## Task inputs
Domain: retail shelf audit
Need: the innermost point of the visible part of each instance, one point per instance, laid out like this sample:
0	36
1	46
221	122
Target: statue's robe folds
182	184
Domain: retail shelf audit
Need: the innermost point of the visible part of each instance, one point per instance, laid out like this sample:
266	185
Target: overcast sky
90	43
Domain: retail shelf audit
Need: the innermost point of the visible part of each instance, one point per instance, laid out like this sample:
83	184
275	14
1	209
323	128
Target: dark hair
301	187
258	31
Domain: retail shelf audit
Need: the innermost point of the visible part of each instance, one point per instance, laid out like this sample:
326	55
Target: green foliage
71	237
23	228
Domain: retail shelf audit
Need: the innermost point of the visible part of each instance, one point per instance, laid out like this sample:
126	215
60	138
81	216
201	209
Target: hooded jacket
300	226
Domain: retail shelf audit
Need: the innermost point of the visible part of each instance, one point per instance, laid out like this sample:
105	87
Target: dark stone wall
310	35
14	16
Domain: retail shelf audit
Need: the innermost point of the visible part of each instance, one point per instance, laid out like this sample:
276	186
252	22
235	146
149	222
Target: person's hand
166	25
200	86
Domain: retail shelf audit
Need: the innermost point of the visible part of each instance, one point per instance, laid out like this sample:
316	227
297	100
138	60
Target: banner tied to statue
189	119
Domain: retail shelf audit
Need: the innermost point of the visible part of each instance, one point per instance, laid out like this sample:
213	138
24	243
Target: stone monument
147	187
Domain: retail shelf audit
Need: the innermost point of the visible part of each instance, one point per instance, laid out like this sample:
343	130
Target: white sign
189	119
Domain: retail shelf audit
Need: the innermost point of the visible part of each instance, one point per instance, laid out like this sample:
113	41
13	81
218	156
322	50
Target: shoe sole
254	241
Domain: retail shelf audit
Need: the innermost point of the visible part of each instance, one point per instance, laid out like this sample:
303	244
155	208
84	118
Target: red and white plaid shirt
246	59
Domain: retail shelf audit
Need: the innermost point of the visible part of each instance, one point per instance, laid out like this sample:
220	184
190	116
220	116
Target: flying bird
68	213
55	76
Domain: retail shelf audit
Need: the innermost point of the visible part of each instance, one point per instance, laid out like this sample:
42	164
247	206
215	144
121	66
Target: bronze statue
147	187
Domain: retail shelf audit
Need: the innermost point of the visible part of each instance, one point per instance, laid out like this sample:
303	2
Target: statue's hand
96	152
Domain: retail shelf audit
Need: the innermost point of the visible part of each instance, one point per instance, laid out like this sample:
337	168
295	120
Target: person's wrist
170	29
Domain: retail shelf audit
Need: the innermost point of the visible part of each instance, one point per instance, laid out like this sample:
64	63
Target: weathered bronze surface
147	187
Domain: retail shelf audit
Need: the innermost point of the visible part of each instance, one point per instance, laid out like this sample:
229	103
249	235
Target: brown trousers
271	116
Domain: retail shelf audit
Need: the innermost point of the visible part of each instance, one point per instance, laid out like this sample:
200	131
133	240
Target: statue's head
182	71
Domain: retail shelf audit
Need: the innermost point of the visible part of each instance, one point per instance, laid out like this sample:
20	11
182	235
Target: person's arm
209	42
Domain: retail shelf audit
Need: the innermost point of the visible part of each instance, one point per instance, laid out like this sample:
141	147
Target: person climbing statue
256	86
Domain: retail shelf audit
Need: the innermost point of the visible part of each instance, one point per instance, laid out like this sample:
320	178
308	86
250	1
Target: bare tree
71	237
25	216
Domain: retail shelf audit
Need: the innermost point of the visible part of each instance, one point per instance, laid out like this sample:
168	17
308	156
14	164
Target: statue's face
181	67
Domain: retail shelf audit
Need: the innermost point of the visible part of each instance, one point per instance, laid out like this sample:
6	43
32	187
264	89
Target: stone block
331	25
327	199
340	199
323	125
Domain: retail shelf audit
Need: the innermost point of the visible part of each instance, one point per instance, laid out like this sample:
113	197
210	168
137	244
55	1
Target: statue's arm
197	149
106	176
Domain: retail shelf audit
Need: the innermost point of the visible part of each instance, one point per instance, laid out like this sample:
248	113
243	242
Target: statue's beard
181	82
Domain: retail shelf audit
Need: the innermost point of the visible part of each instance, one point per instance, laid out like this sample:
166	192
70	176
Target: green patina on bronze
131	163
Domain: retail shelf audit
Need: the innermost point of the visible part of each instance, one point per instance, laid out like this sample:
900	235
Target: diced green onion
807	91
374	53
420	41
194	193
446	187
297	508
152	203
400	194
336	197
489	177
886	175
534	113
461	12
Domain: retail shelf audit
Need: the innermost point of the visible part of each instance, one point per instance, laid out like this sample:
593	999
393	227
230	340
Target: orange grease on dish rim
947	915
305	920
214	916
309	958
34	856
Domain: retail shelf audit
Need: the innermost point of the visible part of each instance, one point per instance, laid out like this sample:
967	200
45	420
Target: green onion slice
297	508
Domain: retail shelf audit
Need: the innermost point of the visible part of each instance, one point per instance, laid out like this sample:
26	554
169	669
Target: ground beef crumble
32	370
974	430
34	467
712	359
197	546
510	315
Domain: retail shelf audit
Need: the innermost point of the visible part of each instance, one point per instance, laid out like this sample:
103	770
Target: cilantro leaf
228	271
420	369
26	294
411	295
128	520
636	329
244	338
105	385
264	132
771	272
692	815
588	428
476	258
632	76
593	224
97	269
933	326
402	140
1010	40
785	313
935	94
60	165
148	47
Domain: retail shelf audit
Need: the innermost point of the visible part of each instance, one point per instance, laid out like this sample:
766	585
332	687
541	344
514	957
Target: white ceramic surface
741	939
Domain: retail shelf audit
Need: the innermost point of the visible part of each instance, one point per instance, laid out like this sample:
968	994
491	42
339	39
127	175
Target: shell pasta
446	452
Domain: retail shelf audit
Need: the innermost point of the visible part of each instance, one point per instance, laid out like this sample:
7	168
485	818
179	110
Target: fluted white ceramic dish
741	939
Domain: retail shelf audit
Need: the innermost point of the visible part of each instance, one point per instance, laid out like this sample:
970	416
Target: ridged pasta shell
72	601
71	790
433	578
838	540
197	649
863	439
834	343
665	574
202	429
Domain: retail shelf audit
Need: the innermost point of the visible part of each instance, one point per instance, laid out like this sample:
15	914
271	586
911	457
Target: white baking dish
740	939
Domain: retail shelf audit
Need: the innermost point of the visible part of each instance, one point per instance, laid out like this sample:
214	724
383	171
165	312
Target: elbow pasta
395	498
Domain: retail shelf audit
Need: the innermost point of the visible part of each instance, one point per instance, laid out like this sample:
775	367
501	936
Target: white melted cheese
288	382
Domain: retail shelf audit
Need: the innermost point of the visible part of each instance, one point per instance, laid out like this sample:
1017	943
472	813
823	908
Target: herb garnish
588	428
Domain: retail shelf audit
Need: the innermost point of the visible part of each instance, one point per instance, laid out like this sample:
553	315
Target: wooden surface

## What to do
Repeat the lines above with every word intact.

## Answer section
Domain: retail shelf audit
Need: the innermost point of the visible part of each instance, one point per instance, laid out like this sample:
0	36
1	46
221	122
Target: statue's robe folds
182	184
Domain: retail shelf audit
Need: the innermost point of the visible part of each instance, one point per instance, laid out like this sample:
266	185
Target: overcast sky
90	43
Domain: retail shelf audit
Need: the innermost point of the visible part of each instance, one point per instance, laid out like this sample:
83	184
275	14
1	209
323	128
Target: dark hair
301	187
258	31
Domain: retail shelf audit
Need: the innermost point of the visible part of each instance, one point per instance, laid out like this sample:
326	55
Target: green foliage
71	237
23	228
Domain: retail shelf audit
Need: the innermost point of the visible part of each instance, one point per instance, laid out like this sample:
126	215
60	138
81	216
201	209
Target: hooded jacket
300	226
Domain: retail shelf audit
Need: the innermost point of the visible part of each instance, one point per instance, laid out like this sample:
105	87
Target: dark stone wall
310	35
14	16
Domain: retail shelf audit
Need: the innermost point of the visible part of each instance, one point per instance, laid out like this sample:
276	186
252	22
235	146
149	222
Target: person's hand
166	25
200	86
Domain: retail shelf audit
Need: the innermost point of the visible part of each instance, one point per instance, laid out like this sample:
316	227
297	100
138	60
Target: banner tied to statue
189	119
Domain: retail shelf audit
Need: the innermost point of the visible part of each instance, one point per instance, laid out like this sample:
213	138
24	243
Target: stone monument
147	187
Domain: retail shelf audit
Need: the innermost point of the visible part of each instance, one point per instance, laid out like this sample:
343	130
Target: white sign
189	119
Domain: retail shelf audit
Need: the innermost point of the visible part of each instance, one point per instance, laid out like this sample:
113	41
13	81
218	156
322	50
Target: shoe sole
254	241
Domain: retail shelf audit
Need: the innermost point of the visible part of each instance, one point per instance, laid out like this sample:
303	244
155	208
84	118
Target: red and white plaid shirt
246	59
Domain: retail shelf audit
Need: the innermost point of the visible part of each instance, one point per instance, laid out like this sample:
220	184
190	116
220	116
Target: flying bird
68	213
55	76
Domain: retail shelf audit
Need: the innermost point of the visible part of each instance, one point per instance, laid out like this sample:
42	164
247	206
215	144
121	66
Target: bronze statue
147	187
Domain: retail shelf audit
Need: the innermost point of the visible part of each instance, one point per instance, laid out like this sample:
303	2
Target: statue's hand
96	152
Domain: retail shelf audit
Need: the innermost point of the visible part of each instance, one point per instance, laid out like this sample:
337	168
295	120
Target: person's wrist
170	29
Domain: retail shelf audit
Need: the innermost point of the visible part of each instance, one point per instance, laid out like this sample:
64	63
Target: weathered bronze surface
147	187
Domain: retail shelf audit
Need: the innermost point of the visible part of each instance, one point per instance, laid out like this sample:
229	103
249	235
Target: brown trousers
271	116
Domain: retail shelf audit
Need: the innermost point of the visible part of each instance, one point per instance, laid out like this sample:
200	131
133	240
Target: statue's head
182	71
Domain: retail shelf audit
Need: the innermost point of the visible part of each instance, one point per instance, laid out like this sample:
20	11
182	235
Target: person's arm
209	42
Domain: retail shelf audit
Need: the innermost point of the visible part of each instance, one point per instance, laid out like this sample:
141	147
Target: person climbing statue
256	86
Domain: retail shelf audit
Need: the innermost point of the visible part of each instance, one point per instance, laid out like this sample:
320	178
308	86
250	1
Target: bare tree
71	237
25	216
Domain: retail shelf audit
Need: the innermost point of the visible part of each instance, one point per instance, laid out like this sample:
168	17
308	156
14	164
Target: statue's face
181	67
Domain: retail shelf audit
Need: the innermost point of the visible part of each instance, one point per instance, laid out like this sample:
6	43
32	187
264	89
Target: stone block
331	25
327	199
340	199
323	125
Domain: retail shelf audit
Need: the innermost point of the visible part of each instance, one point per instance, laid out like this sample:
113	197
210	168
137	244
55	1
Target: statue's arm
197	149
106	176
Domain: retail shelf audit
Need: the innermost point of the visible part of each instance, one point per instance, laid out like this sample:
248	113
243	242
Target: statue's beard
181	82
Domain: retail shelf audit
Need: the innermost point of the visible part of each instance, one point per instance, laid out like this sample:
166	192
70	176
Target: green patina on bronze
131	163
Domain: retail shelf audit
Need: the innermost point of the visible part of each instance, one point per instance, laid out like this sample:
900	235
Target: diced green onion
807	91
374	53
420	41
194	193
446	187
297	508
152	203
400	194
336	197
489	177
886	175
534	113
461	12
Domain: retail shelf audit
Need: the innermost point of the visible part of each instance, one point per instance, laid out like this sample:
593	999
393	227
230	340
Target: orange grease on dish rim
947	915
305	920
214	916
309	958
34	856
Domain: retail shelf audit
Need: the innermost point of the visible part of each instance, one point per instance, laid out like this sample:
967	200
45	420
Target: green onion slice
297	508
Domain: retail shelf audit
Need: the innermost point of the visible part of each instance, one point per instance, laid out like this sample:
26	554
169	669
Target: ground beef crumble
32	370
974	430
34	467
712	359
197	546
510	315
Domain: retail shelf audit
Need: the innermost point of the visible part of each instance, one point per instance, laid out like this sample:
103	770
Target: cilantro leaf
228	271
420	369
26	294
411	295
128	520
636	329
244	338
105	385
264	132
771	272
692	815
588	428
476	258
632	76
593	224
97	269
933	326
402	140
1010	40
785	313
935	94
60	165
148	47
Domain: retail shelf audit
Need: the innermost point of the visible part of each instance, one point per instance, laid out like this sample:
766	585
332	687
541	344
514	957
Target: white ceramic surface
741	939
Domain: retail shelf audit
Need: the innermost point of the visible part of each instance, one point per instance, laid out like this sample:
968	994
491	42
339	39
127	175
Target: shell pasta
446	452
Domain: retail shelf audit
Need: the innermost point of the visible part of each instance, one point per instance, laid out like this sample:
7	168
485	818
179	110
Target: fluted white ceramic dish
741	939
Domain: retail shelf audit
Need: the innermost point of the visible part of each instance, one point per instance, laid out like this sample:
970	416
Target: ridged pasta shell
72	601
71	790
433	578
838	540
197	649
863	439
834	343
665	574
202	429
Domain: retail shelf audit
Need: the innermost point of the visible part of each instance, one point per instance, laid out like this sample:
15	914
271	586
911	457
Target: white baking dish
740	939
Domain: retail shelf audit
Need: the innermost point of the visible part of each instance, one point per instance, laid out like this sample:
214	724
383	171
165	312
Target: elbow pasta
395	498
Domain: retail shelf audit
Need: the innermost point of the visible part of each instance, one point per instance, laid out like this sample:
775	367
501	936
Target: white melted cheese
288	382
Domain: retail shelf audit
Need: the innermost point of the visible part of each instance, one point per instance, laid out like this sample:
1017	943
472	813
823	908
Target: herb garnish
588	428
Domain: retail shelf audit
Need: the innermost point of the visible part of each instance, one point per instance, laid out like this sample:
553	315
Target: wooden surface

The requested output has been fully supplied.